§ **WHAT IS REQUIRED**: Nothing but the lines from the one with "# label each instance of the cloud" through the end of the records below should be written out, and each must match word for word.

§ **PROVIDED ENTRIES**:
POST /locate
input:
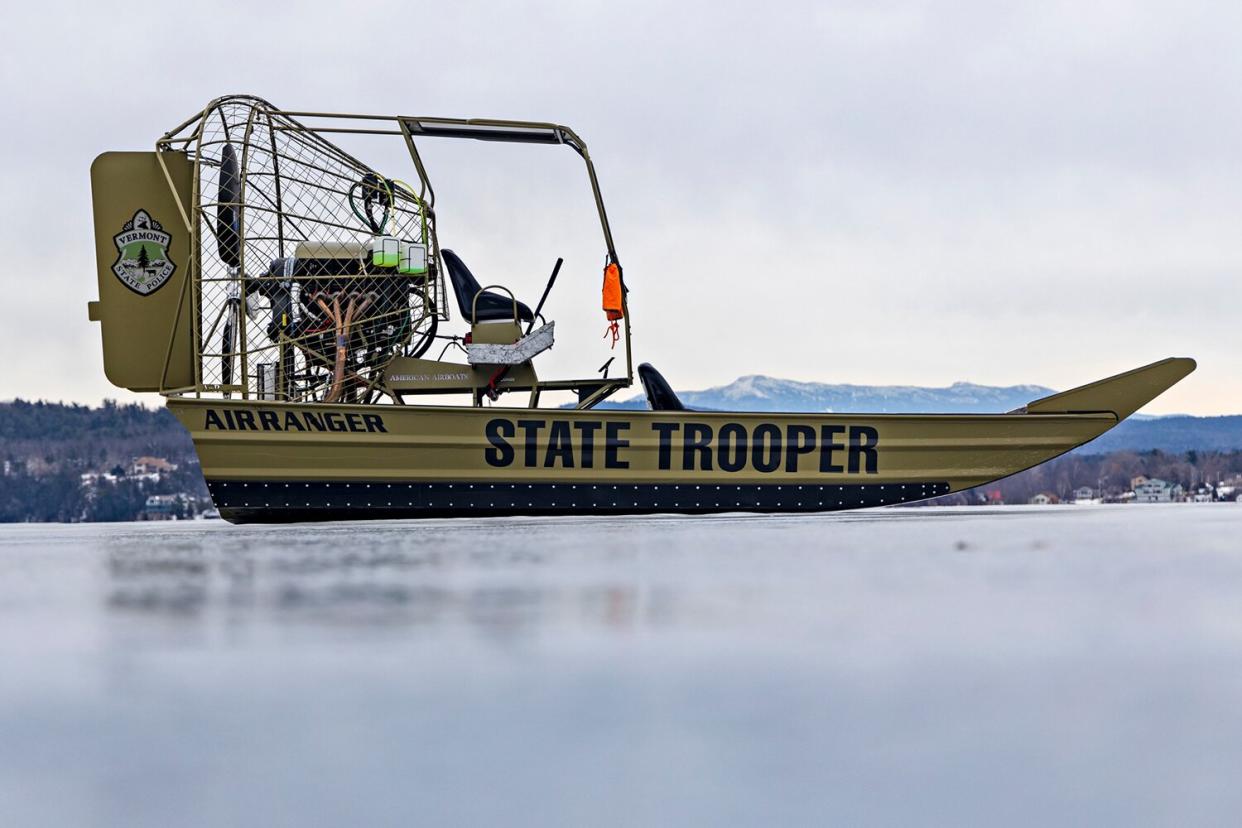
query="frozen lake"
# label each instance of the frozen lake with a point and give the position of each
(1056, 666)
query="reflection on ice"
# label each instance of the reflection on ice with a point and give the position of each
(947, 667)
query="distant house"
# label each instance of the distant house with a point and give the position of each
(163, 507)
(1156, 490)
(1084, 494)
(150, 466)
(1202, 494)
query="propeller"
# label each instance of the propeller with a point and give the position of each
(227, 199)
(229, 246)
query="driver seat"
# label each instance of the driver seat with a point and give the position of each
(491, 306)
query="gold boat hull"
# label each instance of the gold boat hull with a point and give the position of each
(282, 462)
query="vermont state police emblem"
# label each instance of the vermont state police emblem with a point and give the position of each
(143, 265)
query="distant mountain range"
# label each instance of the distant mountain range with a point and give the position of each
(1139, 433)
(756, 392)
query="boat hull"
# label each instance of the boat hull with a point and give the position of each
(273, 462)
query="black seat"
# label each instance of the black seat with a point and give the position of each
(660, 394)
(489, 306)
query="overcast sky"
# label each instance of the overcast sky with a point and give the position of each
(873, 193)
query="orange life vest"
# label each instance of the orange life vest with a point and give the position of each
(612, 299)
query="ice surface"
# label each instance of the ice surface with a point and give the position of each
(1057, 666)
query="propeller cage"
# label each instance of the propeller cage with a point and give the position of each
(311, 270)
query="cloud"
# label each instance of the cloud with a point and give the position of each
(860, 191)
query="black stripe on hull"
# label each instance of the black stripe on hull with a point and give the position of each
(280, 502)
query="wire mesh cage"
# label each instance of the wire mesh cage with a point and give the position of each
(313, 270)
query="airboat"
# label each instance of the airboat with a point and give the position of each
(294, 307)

§ **RESULT OF THIS TASK**:
# label each instance of the cloud with a point and give the position of each
(860, 191)
query="black stripe on hull"
# label each instance of the black stripe on hull with a point and give the position of each
(280, 502)
query="wire mesh cage"
# label each instance of the wire mesh cage with a point and give the position of each
(313, 270)
query="airboat"
# label each instance of the airboat with a point and give the position of each
(294, 307)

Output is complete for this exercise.